Content management in the age of customer experience
We have entered a new disruptive phase: that of the Experience Web, an enhanced technology architecture that's emerged from the proliferation of customer touchpoints, applications, and digital interactions.
At a time when content overload hinders engagement, interacting at multiple levels across the customer lifecycle, will be the key for businesses to promote active audience participation.
This new dynamic relationship needs to be supported by a modular digital architecture, built around a strong content management system (CMS) as a core growth and management tool.
Digital platforms able to manage not only a company’s core infrastructure, but also their data, website and workforce, will empower organisations to integrate business objectives, strategies and processes, while allowing content to be offered as a rich experience at every stage of the customer’s visit.
Choosing a new CMS is therefore a crucial decision that will impact a business on many levels. In this article, we illustrate the potential of the new generation of CMS systems and the importance of providing a personalised customer experience, and we offer insights into what upgrading to a dynamic CMS platform involves and can mean for a business.
With the focus placed on content marketing over recent years following the pervasive ‘Content is King’ mantra, it is no surprise that the amount of content currently produced and pumped out digitally has inflated to the point of being unmanageable - or at the very least failing to spark the consumer engagement it was designed to generate.
A phenomenon Mark Schaefer dubbed Content Shock suggests that the exponentially increasing volumes of content clash with our limited human ability to consume it. Therefore, the strategy adopted by many brands and businesses of simply producing large amounts of content, in the hope that it will increase customer traffic and traction, clearly no longer works.
The key focus from now on will be in creating actual experiences for a target audience, by presenting content to users in more relevant and personalised ways – all managed via a CMS that allows scalability, and insight into consumers’ usage, interactions and engagement.
Fig. 1: Data from the Cisco Visual Networking Index™ (Cisco VNI™), an ongoing initiative to track and forecast the impact of visual networking applications. (Illustration ©Inviqa)
The next five years, between 2016 and 2020, are set to bring about what Dries Buytaert, founder of leading digital experience platform Drupal, calls the Fourth Wave, that of the Experience Web.

* _THE REQUEST_
Carry on the article on content management and customer experience, starting after its final sentence. The records that follow are not required for this task.

* _GIVEN DATA_

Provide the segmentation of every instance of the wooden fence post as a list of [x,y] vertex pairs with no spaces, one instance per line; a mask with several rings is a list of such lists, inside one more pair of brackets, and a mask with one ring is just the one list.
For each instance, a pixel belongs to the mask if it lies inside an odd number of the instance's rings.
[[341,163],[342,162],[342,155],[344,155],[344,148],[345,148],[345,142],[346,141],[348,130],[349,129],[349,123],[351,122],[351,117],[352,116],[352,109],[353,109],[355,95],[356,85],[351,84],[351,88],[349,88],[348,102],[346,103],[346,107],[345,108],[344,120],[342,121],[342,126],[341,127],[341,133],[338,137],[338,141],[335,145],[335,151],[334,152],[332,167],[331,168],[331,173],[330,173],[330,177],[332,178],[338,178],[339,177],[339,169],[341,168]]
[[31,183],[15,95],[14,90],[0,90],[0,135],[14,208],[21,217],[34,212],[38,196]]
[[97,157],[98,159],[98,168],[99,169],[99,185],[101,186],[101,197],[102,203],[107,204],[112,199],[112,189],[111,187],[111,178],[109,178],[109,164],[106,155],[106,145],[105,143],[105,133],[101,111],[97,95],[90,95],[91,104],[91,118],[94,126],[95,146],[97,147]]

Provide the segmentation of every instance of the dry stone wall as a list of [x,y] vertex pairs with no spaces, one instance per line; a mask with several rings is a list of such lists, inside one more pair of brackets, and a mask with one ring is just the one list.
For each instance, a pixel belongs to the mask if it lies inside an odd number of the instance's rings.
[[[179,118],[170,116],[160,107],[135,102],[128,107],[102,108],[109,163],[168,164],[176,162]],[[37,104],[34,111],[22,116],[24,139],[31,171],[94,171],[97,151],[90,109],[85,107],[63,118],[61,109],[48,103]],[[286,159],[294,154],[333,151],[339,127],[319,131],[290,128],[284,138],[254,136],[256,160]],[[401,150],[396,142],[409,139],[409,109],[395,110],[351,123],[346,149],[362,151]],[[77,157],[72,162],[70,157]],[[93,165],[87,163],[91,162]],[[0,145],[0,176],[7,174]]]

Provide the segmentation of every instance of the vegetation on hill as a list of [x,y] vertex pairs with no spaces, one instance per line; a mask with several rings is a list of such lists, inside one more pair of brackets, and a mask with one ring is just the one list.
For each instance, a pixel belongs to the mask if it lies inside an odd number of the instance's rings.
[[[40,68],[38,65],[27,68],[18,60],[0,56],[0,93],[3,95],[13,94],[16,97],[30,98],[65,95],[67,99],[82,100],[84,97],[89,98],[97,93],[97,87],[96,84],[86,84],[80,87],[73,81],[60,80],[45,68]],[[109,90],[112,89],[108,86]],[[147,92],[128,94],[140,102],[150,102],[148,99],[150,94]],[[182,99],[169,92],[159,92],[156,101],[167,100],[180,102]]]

* _OUTPUT FOR THIS TASK_
Major advances are already on the short-term horizon, including wearables, the Internet of Things, real-time geo-location targeting, drones, and even self-driving cars. The intersection of these new technologies creates tremendous opportunity for forward-thinking companies to redefine the customer experience through technology. Digital marketers and IT teams are at a cross-roads: those that put the customer experience first will succeed. Those that fail to think ‘digital first’ will become obsolete.
What Buytaert hints at is that the role of websites is changing: from pushing out branded content aimed at attracting consumers, to user-centric tools aimed at offering visitors an experience online. Brands will need to re-think their websites under this new light, and will find the tool to successfully manage the transition in a strong, dynamic content management system.
As well as strictly managing content production and distribution, the new CMS will gather feedback and information from the audience the content aims to engage. Harvesting customer data and behavioural insights is becoming crucial at every stage: from informing marketing and sales strategies and driving campaigns, to enabling the delivery of more targeted content across a number of channels.
The new CMS no longer performs simple back-end management, it now also is a front-end tool that allows 'building, managing, delivering, and optimising digital experiences. The bedrock of your business technology agenda'. This is a considerable step forward in terms of optimising customer engagement activities, since marketing teams would now be able to have full grasp of the platform without requiring the involvement of a development team.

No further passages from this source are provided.